-- BEGIN Document excerpt --
UNPUBLISHED
UNITED STATES COURT OF APPEALS
FOR THE FOURTH CIRCUIT
No. 08-4238
UNITED STATES OF AMERICA,
Plaintiff - Appellee,
v.
LARRY BLEVINS,
Defendant - Appellant.
Appeal from the United States District Court for the Southern
District of West Virginia, at Beckley. Thomas E. Johnston,
District Judge. (5:07-cr-00017-1)
Submitted: February 4, 2009 Decided: March 6, 2009
Before WILKINSON, MOTZ, and GREGORY, Circuit Judges.
Affirmed by unpublished per curiam opinion.
S. Mason Preston, PRESTON & WEESE, L.C., Lewisburg, West
Virginia, for Appellant. Charles T. Miller, United States
Attorney, Miller Bushong, Assistant United States Attorney,
Beckley, West Virginia, for Appellee.
Unpublished opinions are not binding precedent in this circuit.
PER CURIAM:
Larry Blevins pled guilty pursuant to a written plea
agreement to distribution of oxycodone, in violation of 21
U.S.C. § 841(a)(1) (2006). Blevins was sentenced to seventy
months’ imprisonment. Finding no error, we affirm.
-- END Document excerpt --
-- BEGIN Information provided --
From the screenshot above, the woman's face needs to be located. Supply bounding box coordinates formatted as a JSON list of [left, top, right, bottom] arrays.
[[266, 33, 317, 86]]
-- END Information provided --
## Goal
Pick up the court opinion on Larry Blevins's appeal after its last sentence and continue writing it. The material comes from a source separate from the court opinion.

## Result
On appeal, Blevins contends the district court erred
in calculating the quantity of drugs attributable to him. When
determining a sentence, district courts must initially calculate
the appropriate advisory Guidelines range. Gall v. United
States, 128 S. Ct. 586, 596 (2007). The court may consider any
relevant and reliable evidence before it, including hearsay, in
establishing relevant conduct. United States v. Bowman, 926
F.2d 380, 381 (4th Cir. 1991). Indeed, hearsay alone can
provide sufficiently reliable evidence of drug quantity. United
States v. Uwaeme, 975 F.2d 1016, 1019 (4th Cir. 1992). The
Government has the burden of establishing the quantity of drugs
used for sentencing calculations by a preponderance of the
evidence. United States v. Milam, 443 F.3d 382, 386 (4th Cir.
2006).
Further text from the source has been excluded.